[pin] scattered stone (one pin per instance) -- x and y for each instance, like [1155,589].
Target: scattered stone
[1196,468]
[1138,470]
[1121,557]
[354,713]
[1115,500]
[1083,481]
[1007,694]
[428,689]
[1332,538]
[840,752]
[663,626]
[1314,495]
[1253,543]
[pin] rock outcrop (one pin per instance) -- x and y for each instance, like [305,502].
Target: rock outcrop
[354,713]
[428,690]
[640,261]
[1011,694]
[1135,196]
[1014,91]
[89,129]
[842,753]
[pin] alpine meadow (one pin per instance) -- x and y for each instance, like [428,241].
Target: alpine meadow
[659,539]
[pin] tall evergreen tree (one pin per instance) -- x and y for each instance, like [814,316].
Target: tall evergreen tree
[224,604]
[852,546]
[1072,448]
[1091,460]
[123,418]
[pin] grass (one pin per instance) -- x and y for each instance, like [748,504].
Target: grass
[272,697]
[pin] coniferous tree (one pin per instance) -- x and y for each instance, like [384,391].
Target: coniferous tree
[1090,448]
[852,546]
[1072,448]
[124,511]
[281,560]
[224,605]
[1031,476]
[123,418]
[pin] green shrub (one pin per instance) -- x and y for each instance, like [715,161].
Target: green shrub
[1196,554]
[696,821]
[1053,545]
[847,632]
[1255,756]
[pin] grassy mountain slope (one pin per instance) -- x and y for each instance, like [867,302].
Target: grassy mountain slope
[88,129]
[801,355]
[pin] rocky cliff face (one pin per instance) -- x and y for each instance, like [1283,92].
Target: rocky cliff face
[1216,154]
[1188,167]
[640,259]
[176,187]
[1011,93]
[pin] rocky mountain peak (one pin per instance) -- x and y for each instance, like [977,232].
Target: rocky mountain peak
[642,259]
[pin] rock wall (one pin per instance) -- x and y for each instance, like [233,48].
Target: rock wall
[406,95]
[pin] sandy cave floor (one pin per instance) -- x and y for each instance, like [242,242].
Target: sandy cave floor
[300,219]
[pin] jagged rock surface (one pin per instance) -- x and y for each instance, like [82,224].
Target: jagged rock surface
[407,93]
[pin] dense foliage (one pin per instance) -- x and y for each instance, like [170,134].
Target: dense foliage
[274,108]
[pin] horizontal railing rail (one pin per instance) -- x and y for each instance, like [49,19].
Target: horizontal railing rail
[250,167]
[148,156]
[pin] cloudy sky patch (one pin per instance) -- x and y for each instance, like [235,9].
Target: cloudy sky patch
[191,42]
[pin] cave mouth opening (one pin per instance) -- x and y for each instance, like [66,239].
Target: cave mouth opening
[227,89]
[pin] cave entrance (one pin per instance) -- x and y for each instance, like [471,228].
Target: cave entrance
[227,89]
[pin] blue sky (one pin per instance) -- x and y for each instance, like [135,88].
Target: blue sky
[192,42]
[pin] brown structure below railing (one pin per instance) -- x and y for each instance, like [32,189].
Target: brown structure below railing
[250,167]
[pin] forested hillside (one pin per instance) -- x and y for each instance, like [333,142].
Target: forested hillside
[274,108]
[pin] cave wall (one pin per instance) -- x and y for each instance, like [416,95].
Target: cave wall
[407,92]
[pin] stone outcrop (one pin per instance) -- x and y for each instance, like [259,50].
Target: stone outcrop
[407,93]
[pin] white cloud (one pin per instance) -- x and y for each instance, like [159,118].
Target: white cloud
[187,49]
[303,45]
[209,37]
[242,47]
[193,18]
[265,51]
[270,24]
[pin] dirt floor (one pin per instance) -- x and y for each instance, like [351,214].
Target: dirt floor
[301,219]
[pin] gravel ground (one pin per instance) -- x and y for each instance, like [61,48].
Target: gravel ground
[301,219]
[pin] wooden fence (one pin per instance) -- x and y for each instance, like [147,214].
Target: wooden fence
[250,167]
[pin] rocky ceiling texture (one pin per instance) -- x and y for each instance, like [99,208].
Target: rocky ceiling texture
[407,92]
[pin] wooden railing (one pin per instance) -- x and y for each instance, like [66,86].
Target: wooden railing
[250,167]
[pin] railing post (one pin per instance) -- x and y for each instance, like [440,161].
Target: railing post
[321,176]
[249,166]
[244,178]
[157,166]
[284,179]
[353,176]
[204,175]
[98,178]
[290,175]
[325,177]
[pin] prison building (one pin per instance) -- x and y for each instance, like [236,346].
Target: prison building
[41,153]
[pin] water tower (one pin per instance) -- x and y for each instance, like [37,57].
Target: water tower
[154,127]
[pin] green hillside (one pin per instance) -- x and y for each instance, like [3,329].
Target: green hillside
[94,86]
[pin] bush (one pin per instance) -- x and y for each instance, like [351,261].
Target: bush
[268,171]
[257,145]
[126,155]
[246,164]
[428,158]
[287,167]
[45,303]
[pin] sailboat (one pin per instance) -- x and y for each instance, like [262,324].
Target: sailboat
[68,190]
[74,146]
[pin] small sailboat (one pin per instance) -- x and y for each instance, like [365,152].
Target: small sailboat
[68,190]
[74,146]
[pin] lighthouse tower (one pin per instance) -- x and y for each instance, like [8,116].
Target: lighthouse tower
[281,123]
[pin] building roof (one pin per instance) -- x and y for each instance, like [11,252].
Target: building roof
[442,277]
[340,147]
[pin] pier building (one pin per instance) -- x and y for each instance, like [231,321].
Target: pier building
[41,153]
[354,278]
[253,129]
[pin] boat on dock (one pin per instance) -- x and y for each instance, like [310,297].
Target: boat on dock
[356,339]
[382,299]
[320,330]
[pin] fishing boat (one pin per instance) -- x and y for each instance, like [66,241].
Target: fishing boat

# Goal
Starting with the line that contains "[pin] lighthouse tower", print each line through the last one in the listing. Include both end lines and add nothing.

# Reply
[pin] lighthouse tower (one pin per instance) -- x and y for each instance, like [8,116].
Target: lighthouse tower
[281,123]
[pin] building roof (one pin per instance) -- x and y for each instance, like [11,252].
Target: building roof
[442,277]
[340,147]
[pin] pier building (one pin per instance) -- x and y for each instance, like [231,321].
Target: pier building
[41,153]
[354,278]
[253,129]
[pin] boat on dock (one pin per instance) -- x and y for each instance, like [310,297].
Target: boat on dock
[356,339]
[382,299]
[320,330]
[pin] fishing boat (one pin per instance) -- x and y for each instance, like [66,241].
Target: fishing boat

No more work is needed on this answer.